◆ DESCRIPTION OF THE TASK
The listing below must be repeated word for word, with its images excluded.

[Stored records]

********************

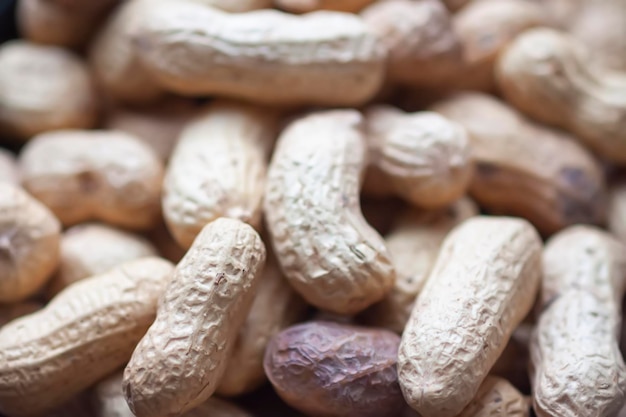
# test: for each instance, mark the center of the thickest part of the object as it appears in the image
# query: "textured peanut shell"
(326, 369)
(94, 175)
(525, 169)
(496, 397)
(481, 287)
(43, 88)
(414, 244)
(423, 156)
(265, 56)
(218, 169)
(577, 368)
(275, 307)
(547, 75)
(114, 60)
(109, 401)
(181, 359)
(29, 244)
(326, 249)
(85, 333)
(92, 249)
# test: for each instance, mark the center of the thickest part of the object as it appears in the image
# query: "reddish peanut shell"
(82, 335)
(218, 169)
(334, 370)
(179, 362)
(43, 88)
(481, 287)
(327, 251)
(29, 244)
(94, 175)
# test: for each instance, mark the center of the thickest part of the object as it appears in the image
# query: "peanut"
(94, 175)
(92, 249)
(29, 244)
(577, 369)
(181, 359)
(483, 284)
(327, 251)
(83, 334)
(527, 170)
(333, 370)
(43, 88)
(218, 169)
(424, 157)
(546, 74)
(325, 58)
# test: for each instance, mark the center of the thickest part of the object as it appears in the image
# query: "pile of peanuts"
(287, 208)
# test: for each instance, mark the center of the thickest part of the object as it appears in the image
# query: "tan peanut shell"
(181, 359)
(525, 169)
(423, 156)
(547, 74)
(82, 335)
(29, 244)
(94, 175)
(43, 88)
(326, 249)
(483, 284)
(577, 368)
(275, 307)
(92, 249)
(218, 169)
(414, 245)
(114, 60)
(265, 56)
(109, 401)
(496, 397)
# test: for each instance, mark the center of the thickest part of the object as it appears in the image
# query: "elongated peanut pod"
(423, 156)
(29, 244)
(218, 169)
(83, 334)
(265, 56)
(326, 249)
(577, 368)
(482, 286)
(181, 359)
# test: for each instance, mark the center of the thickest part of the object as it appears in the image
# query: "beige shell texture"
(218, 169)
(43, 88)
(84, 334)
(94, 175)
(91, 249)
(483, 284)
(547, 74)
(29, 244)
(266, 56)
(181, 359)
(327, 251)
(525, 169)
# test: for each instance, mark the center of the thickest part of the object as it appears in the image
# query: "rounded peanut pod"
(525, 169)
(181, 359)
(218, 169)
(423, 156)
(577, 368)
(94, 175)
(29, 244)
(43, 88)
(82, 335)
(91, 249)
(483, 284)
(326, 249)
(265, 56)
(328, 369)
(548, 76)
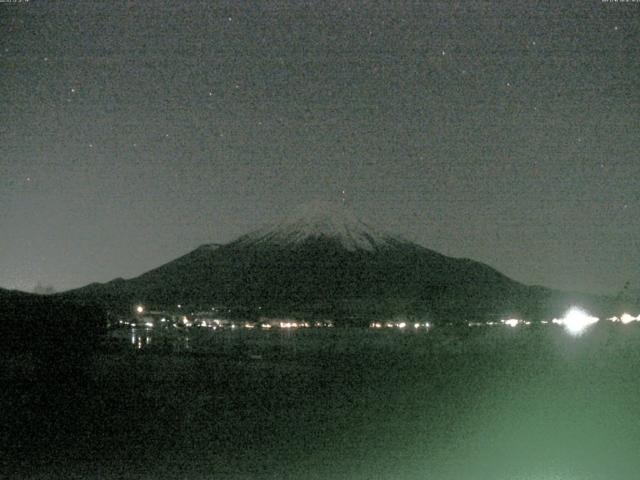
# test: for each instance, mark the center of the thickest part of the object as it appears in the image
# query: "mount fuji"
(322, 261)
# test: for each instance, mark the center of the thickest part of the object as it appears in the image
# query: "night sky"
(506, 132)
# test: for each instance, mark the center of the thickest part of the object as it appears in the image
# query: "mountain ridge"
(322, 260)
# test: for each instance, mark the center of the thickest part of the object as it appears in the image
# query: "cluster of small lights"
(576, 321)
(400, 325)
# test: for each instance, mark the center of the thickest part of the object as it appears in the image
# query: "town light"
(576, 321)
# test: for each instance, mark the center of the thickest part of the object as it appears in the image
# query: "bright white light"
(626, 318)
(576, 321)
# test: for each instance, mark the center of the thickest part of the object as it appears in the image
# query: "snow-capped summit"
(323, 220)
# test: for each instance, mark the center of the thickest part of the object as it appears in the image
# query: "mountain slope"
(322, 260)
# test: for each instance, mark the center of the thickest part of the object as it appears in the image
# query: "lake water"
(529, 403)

********************

◆ TASK ANSWER
# test: for each instance, mark the center of the thickest part of the object as it appears in the image
# query: "textured peanut shell"
(326, 369)
(94, 175)
(525, 169)
(496, 397)
(481, 287)
(43, 88)
(414, 244)
(423, 156)
(265, 56)
(218, 169)
(577, 368)
(275, 307)
(547, 75)
(114, 60)
(109, 401)
(181, 359)
(29, 244)
(326, 249)
(85, 333)
(92, 249)
# test: for each instance, mark the center of the thickest part of the object as it appears in the image
# query: "reddish peanut shell"
(82, 335)
(218, 169)
(334, 370)
(179, 362)
(43, 88)
(481, 287)
(327, 251)
(29, 244)
(94, 175)
# test: for each instance, mark the center of the thickest part of the object as it appears in the image
# query: "peanut"
(94, 175)
(92, 249)
(29, 244)
(577, 369)
(181, 359)
(483, 284)
(327, 251)
(83, 334)
(527, 170)
(333, 370)
(43, 88)
(218, 169)
(424, 157)
(546, 74)
(325, 58)
# test: for each instance, mark the center of the thickest part of the object as it appears in the image
# query: "pile of peanuts"
(287, 208)
# test: for each instance, mark the center of the thickest part of the object as it appears in the image
# query: "tan peanut shell"
(181, 359)
(525, 169)
(423, 156)
(547, 74)
(82, 335)
(29, 244)
(94, 175)
(43, 88)
(326, 249)
(483, 284)
(577, 368)
(275, 307)
(92, 249)
(218, 169)
(414, 245)
(114, 60)
(265, 56)
(109, 401)
(496, 397)
# test: for each instance, mark the center of the thickest part of the object as it appears in the image
# query: "elongated peanut pod"
(423, 156)
(29, 244)
(218, 169)
(83, 334)
(265, 56)
(326, 249)
(577, 368)
(482, 286)
(181, 359)
# test: for each instance, mark the center of the thickest part of the object as it appears in the image
# query: "beige shell texture"
(218, 169)
(43, 88)
(84, 334)
(94, 175)
(91, 249)
(483, 284)
(547, 74)
(29, 244)
(266, 56)
(181, 359)
(327, 251)
(525, 169)
# test: for each instance, mark the center of the thickest part of the object as it appears in the image
# query: "rounded peanut pod"
(525, 169)
(181, 359)
(218, 169)
(423, 156)
(577, 368)
(94, 175)
(29, 244)
(43, 88)
(82, 335)
(91, 249)
(483, 284)
(326, 249)
(265, 56)
(328, 369)
(548, 76)
# test: for each instance, mark the center of the thickest part of the object as it appears in the image
# query: "mount fuji"
(322, 261)
# test: for each instance, mark the center of the thickest part of the object as it appears in the image
# query: "night sky"
(506, 132)
# test: for each instance, mark the center of the thickest part of the object as it appears in the image
# query: "mountain ridge"
(322, 260)
# test: for each instance, mark the center of the thickest part of the object as it appears in the image
# query: "cluster of small lights"
(576, 321)
(400, 325)
# test: for each instance, mark the center of the thickest part of the object as it appears in the image
# query: "town light"
(576, 321)
# test: for each instance, mark the center of the thickest part of the object as it appears in the image
# query: "bright white light"
(626, 318)
(576, 321)
# test: for each instance, mark the center of the thickest part of the object as it appears in the image
# query: "snow-capped summit"
(323, 220)
# test: for each instance, mark the center of the thickest part of the object as it appears in the image
# query: "mountain slope"
(322, 260)
# test: for each instance, mark the center of the thickest part of the object as it appears in the image
# query: "lake water"
(529, 403)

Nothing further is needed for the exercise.